Given passage:

SUSE-Enceladus / img-proof

img-proof provides a command line utility to test images in the Public Cloud
https://img-proof.readthedocs.io/en/latest/
GNU General Public License v3.0
14 stars 7 forks source link

Do not retry hardened test if report was already generated #380

Closed ricardobranco777 closed 5 months ago

ricardobranco777 commented 5 months ago

This PR:

Rationale: We're using expensive VM's to run this particular test due to the workaround for OOM and these retries are burning money.

Related ticket: https://progress.opensuse.org/issues/158613 Verification run: https://openqa.suse.de/tests/13965566

The time for the VR to run was 22m12s instead of 38m42s in the original job. A 42,6% reduction.

Objective:
Carry on the img-proof pull request thread about skipping retries of the hardened test, starting right after its last sentence.

Entries shown:
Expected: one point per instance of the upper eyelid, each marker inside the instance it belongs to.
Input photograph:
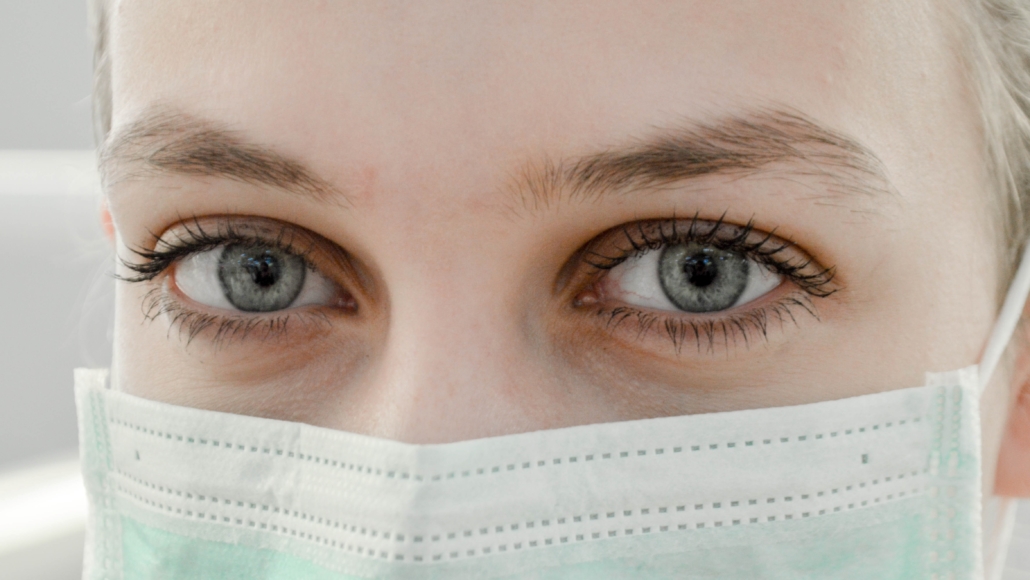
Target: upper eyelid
(763, 246)
(190, 237)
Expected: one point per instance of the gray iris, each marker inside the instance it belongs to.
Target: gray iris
(258, 278)
(698, 278)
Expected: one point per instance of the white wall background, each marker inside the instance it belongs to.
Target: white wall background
(55, 296)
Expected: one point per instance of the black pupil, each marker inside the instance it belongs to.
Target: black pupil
(264, 269)
(700, 270)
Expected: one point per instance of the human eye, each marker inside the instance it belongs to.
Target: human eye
(237, 276)
(704, 280)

Output:
asmorodskyi commented 5 months ago

LGTM

smarlowucf commented 5 months ago

Maybe we are trying to fix the problem at the wrong level? This is getting pretty complicated which will likely lead to more bugs in the test. In your test runs if you want this to run once you can pass in --retry-count 1. This avoids the problem at a lower level preventing the need for all of this complexity.

ricardobranco777 commented 5 months ago

Maybe we are trying to fix the problem at the wrong level? This is getting pretty complicated which will likely lead to more bugs in the test. In your test runs if you want this to run once you can pass in --retry-count 1. This avoids the problem at a lower level preventing the need for all of this complexity.

The problem with --retry-count 1 is that it causes false positives for transient issues making tests in openQA fail, having its own retry mechanism thus burning more money.

I can keep the PR simple. It's not that complicated.

smarlowucf commented 5 months ago

Can this specific test be run on it's own and aggregated to the full test suite?

ricardobranco777 commented 5 months ago

Can this specific test be run on it's own and aggregated to the full test suite?

It would add real complexity on our side.

This change has value on its own for your workloads as it reduces the time the whole test runs when oscap fails, saving money for SUSE and reducing our carbon footprint.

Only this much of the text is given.